#### ASSIGNMENT
Exactly as written, transcribe each record below.

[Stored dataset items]
*** Begin section ***
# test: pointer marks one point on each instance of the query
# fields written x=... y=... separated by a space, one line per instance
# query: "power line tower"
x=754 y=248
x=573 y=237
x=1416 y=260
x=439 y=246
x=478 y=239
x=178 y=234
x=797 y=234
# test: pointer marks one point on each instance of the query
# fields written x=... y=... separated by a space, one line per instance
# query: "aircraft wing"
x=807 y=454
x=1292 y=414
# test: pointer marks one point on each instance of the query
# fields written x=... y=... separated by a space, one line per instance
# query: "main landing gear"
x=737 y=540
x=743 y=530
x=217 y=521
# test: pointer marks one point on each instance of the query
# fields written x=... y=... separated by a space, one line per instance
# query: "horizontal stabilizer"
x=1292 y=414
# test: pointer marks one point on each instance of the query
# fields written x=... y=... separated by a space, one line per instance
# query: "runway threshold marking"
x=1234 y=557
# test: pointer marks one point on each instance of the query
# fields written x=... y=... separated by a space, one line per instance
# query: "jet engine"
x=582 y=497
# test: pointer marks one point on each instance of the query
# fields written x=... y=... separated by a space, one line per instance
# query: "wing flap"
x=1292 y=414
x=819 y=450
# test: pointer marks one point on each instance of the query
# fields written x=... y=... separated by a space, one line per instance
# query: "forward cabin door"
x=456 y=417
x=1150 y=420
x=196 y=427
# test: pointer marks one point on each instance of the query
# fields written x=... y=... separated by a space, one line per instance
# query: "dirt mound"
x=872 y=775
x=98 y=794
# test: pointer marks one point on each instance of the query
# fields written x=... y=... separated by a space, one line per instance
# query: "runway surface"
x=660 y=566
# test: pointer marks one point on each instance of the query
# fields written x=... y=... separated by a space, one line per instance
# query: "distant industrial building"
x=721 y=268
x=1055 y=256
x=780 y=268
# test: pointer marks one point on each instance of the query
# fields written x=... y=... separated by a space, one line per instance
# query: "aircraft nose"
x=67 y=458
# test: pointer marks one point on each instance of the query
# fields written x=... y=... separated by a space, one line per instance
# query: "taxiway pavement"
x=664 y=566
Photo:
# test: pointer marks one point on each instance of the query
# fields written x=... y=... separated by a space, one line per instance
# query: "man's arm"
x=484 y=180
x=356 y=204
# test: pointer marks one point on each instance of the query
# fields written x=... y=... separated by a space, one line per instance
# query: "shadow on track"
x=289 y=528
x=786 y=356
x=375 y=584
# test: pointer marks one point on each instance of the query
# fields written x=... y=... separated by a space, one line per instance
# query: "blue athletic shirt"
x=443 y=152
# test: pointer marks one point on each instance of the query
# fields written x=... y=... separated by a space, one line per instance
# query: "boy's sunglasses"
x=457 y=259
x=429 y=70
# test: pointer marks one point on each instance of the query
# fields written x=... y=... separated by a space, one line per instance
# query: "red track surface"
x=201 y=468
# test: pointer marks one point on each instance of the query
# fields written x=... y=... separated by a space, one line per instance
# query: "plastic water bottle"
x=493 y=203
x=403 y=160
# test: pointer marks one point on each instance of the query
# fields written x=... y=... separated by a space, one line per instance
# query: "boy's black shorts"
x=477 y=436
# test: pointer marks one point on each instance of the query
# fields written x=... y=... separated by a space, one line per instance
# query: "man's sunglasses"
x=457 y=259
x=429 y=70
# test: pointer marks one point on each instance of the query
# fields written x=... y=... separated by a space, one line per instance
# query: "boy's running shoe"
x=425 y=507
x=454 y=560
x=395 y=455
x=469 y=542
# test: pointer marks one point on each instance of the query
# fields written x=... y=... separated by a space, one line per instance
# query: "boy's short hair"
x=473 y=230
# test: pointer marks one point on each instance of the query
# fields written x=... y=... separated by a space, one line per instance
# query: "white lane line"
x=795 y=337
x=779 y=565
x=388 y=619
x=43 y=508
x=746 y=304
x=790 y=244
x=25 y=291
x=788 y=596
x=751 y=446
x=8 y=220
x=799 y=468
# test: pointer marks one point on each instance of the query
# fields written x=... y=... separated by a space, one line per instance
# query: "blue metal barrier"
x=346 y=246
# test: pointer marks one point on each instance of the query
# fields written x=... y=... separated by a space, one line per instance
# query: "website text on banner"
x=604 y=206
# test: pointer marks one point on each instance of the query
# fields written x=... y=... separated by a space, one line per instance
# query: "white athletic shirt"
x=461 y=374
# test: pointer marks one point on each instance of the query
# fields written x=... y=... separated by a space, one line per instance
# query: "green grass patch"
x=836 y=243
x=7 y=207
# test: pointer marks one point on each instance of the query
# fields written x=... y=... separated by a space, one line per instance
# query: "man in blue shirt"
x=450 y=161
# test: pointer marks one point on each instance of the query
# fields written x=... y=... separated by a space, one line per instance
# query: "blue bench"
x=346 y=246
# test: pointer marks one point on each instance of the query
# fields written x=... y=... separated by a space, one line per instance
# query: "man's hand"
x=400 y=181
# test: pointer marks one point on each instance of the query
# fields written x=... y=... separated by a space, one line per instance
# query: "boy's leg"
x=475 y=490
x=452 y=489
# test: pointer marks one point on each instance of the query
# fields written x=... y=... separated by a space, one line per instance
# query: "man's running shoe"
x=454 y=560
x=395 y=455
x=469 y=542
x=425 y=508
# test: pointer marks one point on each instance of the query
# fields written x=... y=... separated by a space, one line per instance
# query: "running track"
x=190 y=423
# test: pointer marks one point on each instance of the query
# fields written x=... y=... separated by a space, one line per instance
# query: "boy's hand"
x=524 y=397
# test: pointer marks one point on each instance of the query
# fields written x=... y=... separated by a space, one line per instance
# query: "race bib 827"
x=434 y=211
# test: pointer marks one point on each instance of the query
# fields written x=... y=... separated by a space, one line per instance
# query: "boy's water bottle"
*** End section ***
#### SOLUTION TO THE EXERCISE
# test: pointer marks one point on each instance of the query
# fields written x=... y=... separated by a space, one line per instance
# query: "power line tower"
x=754 y=248
x=573 y=237
x=1416 y=260
x=439 y=246
x=478 y=239
x=178 y=234
x=797 y=234
# test: pointer marks one point on each instance of the query
# fields written x=... y=... separated by a space, one line per instance
# query: "aircraft wing"
x=807 y=454
x=1292 y=414
# test: pointer marks one point on each instance of the query
# fields written x=... y=... separated by a space, one line per instance
# query: "main landing gear"
x=737 y=540
x=743 y=530
x=217 y=521
# test: pointer marks one point on each instance of the query
# fields written x=... y=... separated by a space, one line per instance
# query: "horizontal stabilizer"
x=1292 y=414
# test: pointer marks one point on each instance of the query
# fields written x=... y=... separated by a space, one line per instance
# query: "runway threshold marking"
x=1234 y=557
# test: pointer marks one point on each instance of the query
# fields written x=... y=... separated by a space, one line per instance
# query: "jet engine"
x=582 y=497
# test: pointer marks one point on each instance of the query
# fields written x=... y=... separated by a space, one line per instance
# query: "wing flap"
x=1292 y=414
x=819 y=450
# test: pointer marks one point on each instance of the query
# fields written x=... y=... separated by a space, one line per instance
# query: "forward cabin door"
x=456 y=417
x=1150 y=420
x=196 y=427
# test: pointer marks one point on each instance of the query
# fields written x=... y=... separated by a space, one line per instance
# query: "dirt mound"
x=872 y=775
x=98 y=794
# test: pointer marks one point on each instance of the query
# fields written x=... y=... separated by a space, one line per instance
# query: "runway surface"
x=660 y=566
# test: pointer marks one point on each instance of the query
# fields written x=... y=... separated by a space, one line per instance
# query: "distant industrial building"
x=721 y=268
x=1055 y=256
x=780 y=268
# test: pointer marks one point on each instance of the query
# fields written x=... y=... separated by a space, one line per instance
# query: "aircraft nose"
x=67 y=458
# test: pointer marks one point on each instance of the query
# fields written x=... y=... separated by a space, one line per instance
# query: "taxiway pavement"
x=664 y=566
Photo:
# test: pointer marks one point on each instance of the query
# fields written x=... y=... separated by a space, one line per instance
# query: "man's arm"
x=484 y=180
x=356 y=204
# test: pointer marks one point on each instance of the query
# fields written x=... y=... separated by a space, one line per instance
# query: "shadow on track"
x=289 y=528
x=786 y=356
x=375 y=584
# test: pointer marks one point on each instance of the query
# fields written x=... y=... separated by a space, one line per instance
# query: "blue athletic shirt"
x=443 y=152
# test: pointer marks one point on each instance of the query
# fields written x=... y=... separated by a space, one line per instance
# query: "boy's sunglasses"
x=457 y=259
x=429 y=70
# test: pointer marks one point on each instance of the query
# fields written x=... y=... separated by a space, one line per instance
# query: "red track surface"
x=201 y=468
# test: pointer marks one point on each instance of the query
# fields written x=... y=... separated by a space, one line per instance
# query: "plastic water bottle"
x=493 y=203
x=403 y=160
# test: pointer marks one point on each instance of the query
# fields written x=... y=... separated by a space, one line per instance
# query: "boy's black shorts"
x=477 y=436
# test: pointer marks one point on each instance of the query
# fields written x=... y=... separated by a space, one line per instance
# query: "man's sunglasses"
x=457 y=259
x=429 y=70
# test: pointer marks one point on each instance of the query
# fields written x=... y=... separated by a space, one line per instance
# query: "boy's running shoe"
x=425 y=507
x=454 y=560
x=395 y=455
x=469 y=542
# test: pointer marks one point on each instance of the query
# fields written x=... y=... separated by a space, one line per instance
# query: "boy's short hair"
x=473 y=230
# test: pointer marks one point on each instance of the query
# fields written x=... y=... separated by a space, one line per instance
# query: "white lane line"
x=795 y=337
x=779 y=565
x=388 y=619
x=43 y=508
x=746 y=304
x=790 y=244
x=25 y=291
x=788 y=596
x=751 y=446
x=8 y=220
x=799 y=468
# test: pointer marks one point on each instance of the query
# fields written x=... y=... separated by a space, one line per instance
# query: "blue metal barrier"
x=346 y=246
# test: pointer marks one point on each instance of the query
# fields written x=... y=... separated by a space, one line per instance
# query: "website text on banner"
x=604 y=206
# test: pointer marks one point on each instance of the query
# fields written x=... y=... separated by a space, one line per instance
# query: "white athletic shirt"
x=461 y=374
# test: pointer marks one point on each instance of the query
# fields written x=... y=... separated by a space, one line per instance
# query: "green grass patch"
x=836 y=243
x=7 y=207
# test: pointer marks one point on each instance of the query
# fields written x=... y=... separated by a space, one line per instance
# query: "man in blue shirt"
x=450 y=161
# test: pointer marks one point on each instance of the query
# fields written x=... y=... separated by a space, one line per instance
# query: "blue bench"
x=346 y=246
# test: pointer marks one point on each instance of the query
# fields written x=... y=... separated by a space, one line per instance
# query: "man's hand"
x=400 y=181
# test: pointer marks one point on each instance of the query
# fields written x=... y=... separated by a space, one line per instance
# query: "boy's leg"
x=475 y=490
x=452 y=489
# test: pointer marks one point on each instance of the query
# fields written x=... y=... separated by a space, one line per instance
# query: "man's running shoe"
x=454 y=560
x=395 y=455
x=469 y=542
x=425 y=508
# test: pointer marks one point on each instance of the query
# fields written x=... y=... separated by a space, one line per instance
# query: "running track"
x=190 y=423
# test: pointer marks one point on each instance of the query
# fields written x=... y=... separated by a space, one line per instance
# query: "boy's hand"
x=524 y=397
# test: pointer marks one point on each instance of the query
# fields written x=... y=... separated by a space, one line per instance
# query: "race bib 827"
x=434 y=211
# test: pointer marks one point on each instance of the query
# fields written x=... y=... separated by a space, one line per instance
# query: "boy's water bottle"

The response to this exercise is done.